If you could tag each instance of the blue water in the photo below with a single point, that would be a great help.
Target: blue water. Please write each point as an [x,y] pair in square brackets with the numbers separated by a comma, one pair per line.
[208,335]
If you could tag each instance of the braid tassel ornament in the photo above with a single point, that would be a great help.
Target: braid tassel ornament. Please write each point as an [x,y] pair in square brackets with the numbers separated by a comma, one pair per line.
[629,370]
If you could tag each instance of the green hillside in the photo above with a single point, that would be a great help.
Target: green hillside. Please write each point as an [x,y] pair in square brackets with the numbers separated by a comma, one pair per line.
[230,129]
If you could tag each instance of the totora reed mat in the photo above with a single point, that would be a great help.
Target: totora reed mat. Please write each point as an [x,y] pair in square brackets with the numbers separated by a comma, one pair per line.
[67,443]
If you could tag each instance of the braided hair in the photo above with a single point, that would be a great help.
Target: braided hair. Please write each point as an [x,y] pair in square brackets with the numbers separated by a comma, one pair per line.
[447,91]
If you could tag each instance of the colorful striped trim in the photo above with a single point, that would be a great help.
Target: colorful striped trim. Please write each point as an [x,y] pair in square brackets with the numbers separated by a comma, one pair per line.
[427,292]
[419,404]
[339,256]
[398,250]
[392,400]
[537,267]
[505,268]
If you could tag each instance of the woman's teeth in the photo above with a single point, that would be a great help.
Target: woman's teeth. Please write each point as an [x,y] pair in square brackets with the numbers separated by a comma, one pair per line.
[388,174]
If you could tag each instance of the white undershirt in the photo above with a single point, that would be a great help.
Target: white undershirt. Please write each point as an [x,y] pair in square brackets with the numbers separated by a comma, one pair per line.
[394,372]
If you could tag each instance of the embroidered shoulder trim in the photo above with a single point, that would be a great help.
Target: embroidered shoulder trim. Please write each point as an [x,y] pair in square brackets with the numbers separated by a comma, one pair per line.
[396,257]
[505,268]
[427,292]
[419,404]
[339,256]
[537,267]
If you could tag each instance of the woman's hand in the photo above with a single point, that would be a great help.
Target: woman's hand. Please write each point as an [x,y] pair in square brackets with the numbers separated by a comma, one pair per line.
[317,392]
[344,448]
....................
* **Problem details**: Copy out the listing exactly, from the line containing "If you could tag each instance of the white" down through the end of the listing.

* **Solution for this exercise**:
If you could tag each instance of the white undershirt in the photo above with a single point, that would be a great help.
Target: white undershirt. Please write each point as an [x,y] pair in square brackets with the numbers separated by a comma, one pair per line.
[394,372]
If you could tag each instance of the embroidered shoulder trim in the photo above with a single point, that would be a great help.
Target: embroidered shoulder trim. Please write each point as an [x,y] pair in square brackets with the numbers separated by a comma, one pair per line.
[396,257]
[505,268]
[427,292]
[419,404]
[339,256]
[537,267]
If you could tag each instance of the woman's hand in the photo above with a single point, that would be a great help.
Target: woman's hand. Please write each point as an [x,y] pair in square brackets with the numbers separated by a comma, one pair per line.
[317,392]
[344,448]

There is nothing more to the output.